▸ **Quoted passage**:

-- Begin --

David J. Bettez. Kentucky and the Great War: World War I on the Home Front. Topics in Kentucky History Series. Lexington: University Press of Kentucky, 2016. 440 pp. $45.00 (cloth), ISBN 978-0-8131-6801-2.
Reviewed by Shane Peterson (Independent Scholar)
Published on H-War (September, 2018)
Commissioned by Margaret Sankey (Air University)
When the United Sates mobilized for World War I in 1917, did the different states have different experiences in convincing their citizens to cooperate with the central government? More than one hundred years later our understanding of the impact of the war on the state level is receiving the attention it needs. The list of works that deal with the conflict on the state, local level is sparse, but growing: some five works, covering Alabama (Martin T. Oliff’s The Great War in the Heart of Dixie: Alabama during World War I [2008]), Alaska (Preston Jones’s The Fires of Patriotism: Alaskans in the Days of the First World War 1910-1920 [2013]), Arkansas (Michael D. Polston and Guy Lancaster’s edited collection To Can the Kaiser: Arkansas and the Great War [2015]), Minnesota (Car H. Chrislock’s Watchdog of Loyalty: The Minnesota Commission of Public Safety during World War I [1991]), New York (Ross J. Wilson’s New York and the First World War: Shaping an American City [2014]), and Utah (Allan Kent Powell’s Utah and The Great War: The Beehive State and the World War I Experience [2016]). Historians can now add Kentucky to the list.
David J. Bettez’s overview of World War I and the domestic front in Kentucky has all the hallmarks of a major work covering over ten topics in 304 pages, not counting an up-to-date bibliography, solid index, and in-depth endnote citations. Given this treatment, the sparse one-and-a-half-page introduction may seem inadequate, tempting the reader to move on to the main text. That would be a mistake. The key to the stories is in a combination of state newspapers and county records, as outlined in the introduction.
To this end, the author visited some 60 of the 120 counties. He confesses: “I usually use counties as a naming convention when identifying people and groups” due to subjects identifying with the county as closely as the state (p. 2). Bettez also checked records held at the University of Kentucky Special Collection in Lexington, University of Louisville Archives in Louisville, and archives at Western Kentucky University in Bowling Green. Even given the spread of records, he fears that “this book might seem Louisville Centric” if for no other reason than the main players in policymaking and the main newspaper were in Louisville. His plea for others to take up the task to find even more is something that I know all too well. Bettez clearly wants to discover more personal stories like the stories of Kentucky’s Medal of Honor winners Willie Sandlin and Samuel Woodfull. Simply put, even though his work is broad ranging, covering such varied topics as the Kentucky Council of Defense, opposition to the war, women and children, the economy, religion, African Americans, and the impact on food and fuel, he acknowledges that the job is not done. “I hope this history serves as a catalyst for future studies,” Bettez notes in the introduction (p. 2).

-- End --

▸ **To be done**:
[a] According to the review, how many of Kentucky's 120 counties did the author visit?
[b] Condense the review's paragraph beginning "David J. Bettez's overview of World War I" into two sentences, keeping its main facts.
[c] Translate this sentence from the review into Spanish: "The key to the stories is in a combination of state newspapers and county records, as outlined in the introduction."

(Part of a data file)
-- Begin --

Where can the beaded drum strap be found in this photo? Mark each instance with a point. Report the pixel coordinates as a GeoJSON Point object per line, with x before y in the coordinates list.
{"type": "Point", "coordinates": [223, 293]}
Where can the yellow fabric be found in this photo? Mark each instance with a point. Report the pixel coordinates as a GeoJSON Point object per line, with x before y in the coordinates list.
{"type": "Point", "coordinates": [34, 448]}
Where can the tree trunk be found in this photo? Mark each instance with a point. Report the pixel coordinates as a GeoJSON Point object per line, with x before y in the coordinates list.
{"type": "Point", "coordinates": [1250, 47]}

-- End --

▸ **Answer list**:
[a] Some 60 of the 120 counties.

[b] Bettez's overview of World War I on Kentucky's home front has the hallmarks of a major work, covering over ten topics in 304 pages plus an up-to-date bibliography, a solid index, and in-depth endnotes. Its introduction is only a page and a half and may tempt readers to skip it, but that would be a mistake, because it explains that the stories rest on a combination of state newspapers and county records.

[c] La clave de las historias está en una combinación de periódicos estatales y registros de los condados, tal como se expone en la introducción.